Extend the article on saving snow days, beginning right after its final paragraph about the state's 180-day requirement.

• [Reading text]
Segment Open
Education

Save Snow Days!


It seems unlikely that filling an unexpected day off with online work is going to help students catch up academically; the reason so many are so far behind in the first place is that remote school is ineffective. The beauty of a snow day, by contrast, is irreplaceable, and our kids also have to catch up on good memories.

The trauma of the last year, said Bowman, “has more of a lasting impact than the learning loss.” What professionals call “adverse childhood experiences” have far-reaching consequences on academic achievement, but also on health and emotional stability.

“We have to be trauma-informed as we go back into school,” said Bowman. “And trauma-informed is not, ‘More work to catch them up so that we can close the learning gap.’”

To deal with that gap, Bowman argues, schools need funding to put more teachers into classrooms to give kids more individual instruction. “But in terms of the trauma, play is going to be a very important part of dealing with this trauma. Friendships are a very important part,” he said.

The Department of Education insists that the calendar has given it little option but to eliminate snow days. Because of the timing of Labor Day and Rosh Hashana, as well as teachers’ contractually mandated preparation period, the new school year won’t start until Sept. 13. There’s also a new holiday, Juneteenth. The state mandates 180 instructional days before the end of Regents exams, which in 2022 will be on June 24. If the city comes up short, officials say, it could lose tens of millions of dollars in state funding.
Segment Closed
• [Provided records]
Segment Open
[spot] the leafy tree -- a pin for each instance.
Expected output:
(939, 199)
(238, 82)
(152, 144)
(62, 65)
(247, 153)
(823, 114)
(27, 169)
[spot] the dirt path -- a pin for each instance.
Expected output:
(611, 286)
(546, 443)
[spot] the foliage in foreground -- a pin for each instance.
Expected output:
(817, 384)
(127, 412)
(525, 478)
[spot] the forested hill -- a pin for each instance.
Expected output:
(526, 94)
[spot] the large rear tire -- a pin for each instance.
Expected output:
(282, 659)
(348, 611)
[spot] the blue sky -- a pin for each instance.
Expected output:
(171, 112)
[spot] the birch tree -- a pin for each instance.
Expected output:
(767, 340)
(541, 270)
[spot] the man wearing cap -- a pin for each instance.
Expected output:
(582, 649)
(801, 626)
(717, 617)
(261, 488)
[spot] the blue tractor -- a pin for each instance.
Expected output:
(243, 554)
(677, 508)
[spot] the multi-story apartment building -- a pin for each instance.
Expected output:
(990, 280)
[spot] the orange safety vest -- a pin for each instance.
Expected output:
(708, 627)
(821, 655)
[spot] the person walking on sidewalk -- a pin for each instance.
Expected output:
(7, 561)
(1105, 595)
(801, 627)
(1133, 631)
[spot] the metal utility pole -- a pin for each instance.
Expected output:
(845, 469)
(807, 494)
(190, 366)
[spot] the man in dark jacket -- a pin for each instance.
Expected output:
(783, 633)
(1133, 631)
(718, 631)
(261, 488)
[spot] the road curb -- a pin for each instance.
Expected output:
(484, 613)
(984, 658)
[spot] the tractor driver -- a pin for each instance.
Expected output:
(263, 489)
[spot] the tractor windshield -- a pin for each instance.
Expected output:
Segment Closed
• [Result below]
“We are sad for a year without snow days but we must meet the state mandate and we can leverage the technology we invested in during the pandemic so our students get the instructional days required by the state,” Danielle Filson, press secretary for the D.O.E., told me.

But this simply means that the fault is with Albany. The state’s inflexibility is not only taking from kids something they love, but making it impossible for families that loathed remote learning to put it behind us. If meeting a rigid 180-day benchmark means forcing children to relive an experience from the pandemic rather than play in the snow, then the benchmark is a problem.

It’s the worst kind of bureaucratic thinking to assume that just because you had to spend money on technology, you should use it, even if it makes people’s lives worse.